» BRIEF:
What lines of the data hold the string "pale"? Pull each one out.

-------- PROVIDED RECORDS

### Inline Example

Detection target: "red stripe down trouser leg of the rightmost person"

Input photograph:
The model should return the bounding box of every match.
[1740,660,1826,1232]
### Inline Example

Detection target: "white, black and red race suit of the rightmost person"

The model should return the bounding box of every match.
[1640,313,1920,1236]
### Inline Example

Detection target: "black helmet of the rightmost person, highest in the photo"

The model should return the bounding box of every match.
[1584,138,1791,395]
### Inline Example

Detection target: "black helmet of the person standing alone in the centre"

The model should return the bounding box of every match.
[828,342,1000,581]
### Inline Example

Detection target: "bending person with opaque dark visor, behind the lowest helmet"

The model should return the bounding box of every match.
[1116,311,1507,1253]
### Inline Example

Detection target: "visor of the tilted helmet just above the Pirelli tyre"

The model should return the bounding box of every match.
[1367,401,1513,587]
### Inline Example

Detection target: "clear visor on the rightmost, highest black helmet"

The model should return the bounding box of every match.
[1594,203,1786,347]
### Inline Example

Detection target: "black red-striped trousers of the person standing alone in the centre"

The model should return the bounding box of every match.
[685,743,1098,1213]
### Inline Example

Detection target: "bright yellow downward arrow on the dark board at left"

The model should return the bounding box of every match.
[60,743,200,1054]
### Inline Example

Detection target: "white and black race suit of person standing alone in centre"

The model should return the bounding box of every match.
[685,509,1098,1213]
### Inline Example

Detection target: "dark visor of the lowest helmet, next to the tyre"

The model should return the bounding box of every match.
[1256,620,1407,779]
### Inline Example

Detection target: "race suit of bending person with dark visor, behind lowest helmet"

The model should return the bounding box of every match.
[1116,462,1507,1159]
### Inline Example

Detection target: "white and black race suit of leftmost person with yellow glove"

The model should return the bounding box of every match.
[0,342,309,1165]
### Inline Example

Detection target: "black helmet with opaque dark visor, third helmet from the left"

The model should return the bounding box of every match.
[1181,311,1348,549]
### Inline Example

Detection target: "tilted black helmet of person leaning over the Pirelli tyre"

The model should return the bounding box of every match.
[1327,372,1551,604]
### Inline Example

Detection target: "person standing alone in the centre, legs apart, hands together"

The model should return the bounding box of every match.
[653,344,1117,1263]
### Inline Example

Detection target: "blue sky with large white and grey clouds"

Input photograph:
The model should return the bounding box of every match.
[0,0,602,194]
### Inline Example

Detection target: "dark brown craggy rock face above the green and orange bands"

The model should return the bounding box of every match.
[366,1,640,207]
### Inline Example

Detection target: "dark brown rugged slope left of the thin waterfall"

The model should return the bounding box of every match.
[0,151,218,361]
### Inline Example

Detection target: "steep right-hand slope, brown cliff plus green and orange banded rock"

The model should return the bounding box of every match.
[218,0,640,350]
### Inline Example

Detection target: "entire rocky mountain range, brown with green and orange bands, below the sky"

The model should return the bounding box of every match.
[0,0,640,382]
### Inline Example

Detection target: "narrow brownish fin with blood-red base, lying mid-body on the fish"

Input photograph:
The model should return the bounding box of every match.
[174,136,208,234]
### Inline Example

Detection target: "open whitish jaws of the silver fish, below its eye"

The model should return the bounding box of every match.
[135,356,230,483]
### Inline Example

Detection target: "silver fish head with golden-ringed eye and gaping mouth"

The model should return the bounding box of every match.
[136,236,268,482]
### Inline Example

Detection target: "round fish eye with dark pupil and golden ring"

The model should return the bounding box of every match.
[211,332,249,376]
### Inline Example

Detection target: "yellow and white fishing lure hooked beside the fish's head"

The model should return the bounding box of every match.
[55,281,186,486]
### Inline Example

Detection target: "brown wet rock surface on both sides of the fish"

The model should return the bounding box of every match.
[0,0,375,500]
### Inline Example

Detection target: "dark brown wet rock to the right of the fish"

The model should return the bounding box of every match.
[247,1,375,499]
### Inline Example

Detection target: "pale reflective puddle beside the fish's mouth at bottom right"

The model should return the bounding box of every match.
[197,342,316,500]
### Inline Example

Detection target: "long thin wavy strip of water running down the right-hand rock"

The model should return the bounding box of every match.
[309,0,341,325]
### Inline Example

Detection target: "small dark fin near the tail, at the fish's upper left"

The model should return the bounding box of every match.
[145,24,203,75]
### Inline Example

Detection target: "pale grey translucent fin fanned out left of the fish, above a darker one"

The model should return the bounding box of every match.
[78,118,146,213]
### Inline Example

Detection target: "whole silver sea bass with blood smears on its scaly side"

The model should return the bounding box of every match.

----------------

» WRITTEN RESPONSE:
Detection target: "pale reflective puddle beside the fish's mouth at bottom right"
Detection target: "pale grey translucent fin fanned out left of the fish, above a darker one"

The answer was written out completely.